>> START GIVEN ENTRIES

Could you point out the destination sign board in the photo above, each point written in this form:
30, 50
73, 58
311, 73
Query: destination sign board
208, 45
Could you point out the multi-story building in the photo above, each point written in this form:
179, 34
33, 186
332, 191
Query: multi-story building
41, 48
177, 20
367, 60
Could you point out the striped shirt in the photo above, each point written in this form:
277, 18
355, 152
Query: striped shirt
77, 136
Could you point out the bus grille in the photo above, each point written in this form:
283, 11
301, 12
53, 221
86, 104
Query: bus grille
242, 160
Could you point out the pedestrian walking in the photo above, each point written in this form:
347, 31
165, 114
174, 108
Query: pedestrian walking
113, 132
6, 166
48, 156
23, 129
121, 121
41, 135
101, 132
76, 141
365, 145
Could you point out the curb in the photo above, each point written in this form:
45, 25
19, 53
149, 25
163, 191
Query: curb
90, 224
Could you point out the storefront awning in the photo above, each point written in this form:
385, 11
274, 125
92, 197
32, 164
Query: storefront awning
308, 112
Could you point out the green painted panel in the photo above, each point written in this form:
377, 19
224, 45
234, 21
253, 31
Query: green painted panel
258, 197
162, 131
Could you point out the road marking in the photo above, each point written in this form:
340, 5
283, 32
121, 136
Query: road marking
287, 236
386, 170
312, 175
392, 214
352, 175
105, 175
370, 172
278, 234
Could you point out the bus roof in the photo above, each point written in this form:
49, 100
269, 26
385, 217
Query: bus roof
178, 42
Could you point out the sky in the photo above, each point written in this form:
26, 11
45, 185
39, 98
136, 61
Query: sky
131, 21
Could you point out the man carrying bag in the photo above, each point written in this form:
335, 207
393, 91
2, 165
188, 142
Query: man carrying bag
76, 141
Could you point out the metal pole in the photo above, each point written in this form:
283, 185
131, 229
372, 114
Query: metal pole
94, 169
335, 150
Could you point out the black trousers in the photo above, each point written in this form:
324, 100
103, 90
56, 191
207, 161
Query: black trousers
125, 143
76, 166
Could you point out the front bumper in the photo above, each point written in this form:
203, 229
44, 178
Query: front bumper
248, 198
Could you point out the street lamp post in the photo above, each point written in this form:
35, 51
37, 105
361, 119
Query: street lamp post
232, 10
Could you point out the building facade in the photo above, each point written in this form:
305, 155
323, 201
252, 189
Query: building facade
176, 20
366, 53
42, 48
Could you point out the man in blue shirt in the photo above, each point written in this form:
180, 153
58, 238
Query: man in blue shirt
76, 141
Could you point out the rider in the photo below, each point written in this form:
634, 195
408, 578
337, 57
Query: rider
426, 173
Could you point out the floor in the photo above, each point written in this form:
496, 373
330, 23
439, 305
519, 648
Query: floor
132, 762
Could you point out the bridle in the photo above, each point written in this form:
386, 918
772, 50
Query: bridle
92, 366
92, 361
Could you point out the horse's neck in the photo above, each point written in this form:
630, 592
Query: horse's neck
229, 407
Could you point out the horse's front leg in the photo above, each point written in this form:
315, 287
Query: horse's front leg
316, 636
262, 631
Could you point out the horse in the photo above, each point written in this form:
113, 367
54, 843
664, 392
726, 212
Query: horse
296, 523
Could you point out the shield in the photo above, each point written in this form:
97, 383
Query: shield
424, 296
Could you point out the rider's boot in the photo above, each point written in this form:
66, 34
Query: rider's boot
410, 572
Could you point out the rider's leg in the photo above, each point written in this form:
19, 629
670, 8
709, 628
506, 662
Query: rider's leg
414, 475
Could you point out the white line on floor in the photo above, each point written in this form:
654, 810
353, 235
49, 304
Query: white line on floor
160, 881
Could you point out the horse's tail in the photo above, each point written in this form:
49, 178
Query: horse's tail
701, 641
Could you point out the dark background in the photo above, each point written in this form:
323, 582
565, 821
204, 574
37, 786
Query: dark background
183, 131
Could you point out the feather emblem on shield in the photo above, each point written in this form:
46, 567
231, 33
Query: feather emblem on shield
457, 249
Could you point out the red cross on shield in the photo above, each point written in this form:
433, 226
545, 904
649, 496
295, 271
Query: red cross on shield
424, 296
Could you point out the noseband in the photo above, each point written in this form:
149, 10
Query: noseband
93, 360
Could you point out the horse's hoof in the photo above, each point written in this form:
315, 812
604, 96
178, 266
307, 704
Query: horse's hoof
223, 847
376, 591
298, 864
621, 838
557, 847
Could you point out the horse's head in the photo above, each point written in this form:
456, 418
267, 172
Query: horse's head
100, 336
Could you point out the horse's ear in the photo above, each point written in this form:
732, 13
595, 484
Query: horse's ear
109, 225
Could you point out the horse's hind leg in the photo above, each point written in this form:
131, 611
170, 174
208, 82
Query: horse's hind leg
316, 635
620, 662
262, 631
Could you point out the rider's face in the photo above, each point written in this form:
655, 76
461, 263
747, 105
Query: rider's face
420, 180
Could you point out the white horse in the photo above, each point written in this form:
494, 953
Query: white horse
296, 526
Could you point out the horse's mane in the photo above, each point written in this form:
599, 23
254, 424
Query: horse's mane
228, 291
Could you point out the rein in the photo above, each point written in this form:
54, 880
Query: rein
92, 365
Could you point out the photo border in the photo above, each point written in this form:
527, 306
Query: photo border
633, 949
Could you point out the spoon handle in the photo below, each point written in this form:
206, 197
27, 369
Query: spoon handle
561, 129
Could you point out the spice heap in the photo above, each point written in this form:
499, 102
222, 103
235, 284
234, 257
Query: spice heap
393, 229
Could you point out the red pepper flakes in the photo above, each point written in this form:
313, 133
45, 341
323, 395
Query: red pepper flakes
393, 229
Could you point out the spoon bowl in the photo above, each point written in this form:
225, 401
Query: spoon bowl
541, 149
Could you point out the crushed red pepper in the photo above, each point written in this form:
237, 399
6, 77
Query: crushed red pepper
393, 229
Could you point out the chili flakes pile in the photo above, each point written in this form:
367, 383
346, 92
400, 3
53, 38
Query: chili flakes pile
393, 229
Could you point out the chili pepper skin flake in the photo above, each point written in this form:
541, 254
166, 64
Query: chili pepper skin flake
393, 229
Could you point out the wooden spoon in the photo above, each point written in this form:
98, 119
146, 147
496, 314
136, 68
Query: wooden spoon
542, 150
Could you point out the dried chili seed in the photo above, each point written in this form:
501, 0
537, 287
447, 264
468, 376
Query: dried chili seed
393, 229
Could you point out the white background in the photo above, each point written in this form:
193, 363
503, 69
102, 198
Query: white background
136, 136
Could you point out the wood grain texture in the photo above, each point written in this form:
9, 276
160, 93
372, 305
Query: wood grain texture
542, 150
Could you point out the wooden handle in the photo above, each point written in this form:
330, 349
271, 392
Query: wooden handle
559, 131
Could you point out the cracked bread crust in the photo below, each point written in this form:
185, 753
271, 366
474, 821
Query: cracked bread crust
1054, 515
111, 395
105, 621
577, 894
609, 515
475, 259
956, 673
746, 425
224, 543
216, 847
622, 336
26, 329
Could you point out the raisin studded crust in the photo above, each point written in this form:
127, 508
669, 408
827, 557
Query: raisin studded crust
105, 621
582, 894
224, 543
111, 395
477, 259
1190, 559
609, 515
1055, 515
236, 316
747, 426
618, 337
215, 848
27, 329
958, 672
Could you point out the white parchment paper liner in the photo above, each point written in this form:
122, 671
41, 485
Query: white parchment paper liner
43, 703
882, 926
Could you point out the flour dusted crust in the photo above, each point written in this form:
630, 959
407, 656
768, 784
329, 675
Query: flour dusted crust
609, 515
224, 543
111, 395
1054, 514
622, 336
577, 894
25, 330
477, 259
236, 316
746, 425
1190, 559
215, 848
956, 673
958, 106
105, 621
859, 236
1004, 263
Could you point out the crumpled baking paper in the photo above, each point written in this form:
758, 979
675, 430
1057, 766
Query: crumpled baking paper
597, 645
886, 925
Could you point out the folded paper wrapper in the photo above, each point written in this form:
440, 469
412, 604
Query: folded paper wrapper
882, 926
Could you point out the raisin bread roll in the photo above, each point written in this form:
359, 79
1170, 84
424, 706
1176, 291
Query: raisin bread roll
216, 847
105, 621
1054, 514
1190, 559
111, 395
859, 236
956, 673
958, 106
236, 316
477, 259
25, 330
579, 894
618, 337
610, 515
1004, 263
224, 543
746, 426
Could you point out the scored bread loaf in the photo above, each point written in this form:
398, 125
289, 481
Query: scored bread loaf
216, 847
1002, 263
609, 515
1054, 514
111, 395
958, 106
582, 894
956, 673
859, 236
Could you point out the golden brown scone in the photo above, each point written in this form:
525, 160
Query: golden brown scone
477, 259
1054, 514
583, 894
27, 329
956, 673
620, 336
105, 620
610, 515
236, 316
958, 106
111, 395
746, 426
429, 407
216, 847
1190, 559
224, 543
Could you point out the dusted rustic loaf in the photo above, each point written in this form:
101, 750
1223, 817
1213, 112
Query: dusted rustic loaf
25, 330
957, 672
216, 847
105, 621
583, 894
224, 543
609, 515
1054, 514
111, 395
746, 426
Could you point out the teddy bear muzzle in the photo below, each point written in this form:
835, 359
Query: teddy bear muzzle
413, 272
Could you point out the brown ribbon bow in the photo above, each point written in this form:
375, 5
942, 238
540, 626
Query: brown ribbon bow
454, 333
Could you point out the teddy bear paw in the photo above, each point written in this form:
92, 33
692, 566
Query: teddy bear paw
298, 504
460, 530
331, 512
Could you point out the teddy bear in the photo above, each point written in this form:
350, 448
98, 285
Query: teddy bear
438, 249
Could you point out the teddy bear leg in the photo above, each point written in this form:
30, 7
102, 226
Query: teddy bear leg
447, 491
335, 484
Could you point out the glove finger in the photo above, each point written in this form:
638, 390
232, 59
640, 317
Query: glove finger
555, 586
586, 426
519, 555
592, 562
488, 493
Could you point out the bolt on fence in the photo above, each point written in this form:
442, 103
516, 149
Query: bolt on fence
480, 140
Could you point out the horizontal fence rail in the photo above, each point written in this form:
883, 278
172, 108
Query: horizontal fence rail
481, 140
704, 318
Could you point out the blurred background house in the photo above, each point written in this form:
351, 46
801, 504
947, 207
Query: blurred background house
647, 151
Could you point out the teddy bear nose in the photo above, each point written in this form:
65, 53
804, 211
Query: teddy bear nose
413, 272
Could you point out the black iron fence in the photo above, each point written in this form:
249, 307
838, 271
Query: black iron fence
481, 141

>> END GIVEN ENTRIES

-- WHAT IS NEEDED --
Copy exactly, and only, the lines from the one containing "Could you point out the bolt" through the last line of the listing.

-- SOLVED PROBLEM --
Could you point out the bolt on fence in the photo above, each point written in this form:
442, 103
516, 149
Query: bolt on fence
480, 140
Could you point out the horizontal fence rail in the photo above, each point written in this form:
883, 278
172, 108
Query: horizontal fence rail
481, 140
704, 318
Could you point out the blurred background house in the photo above, each point written in this form:
351, 46
801, 504
947, 207
Query: blurred background house
647, 151
Could you point out the teddy bear nose in the photo above, each point written in this form:
65, 53
804, 211
Query: teddy bear nose
413, 272
Could you point out the black iron fence in the photo above, each point written in this form:
249, 307
838, 271
Query: black iron fence
481, 141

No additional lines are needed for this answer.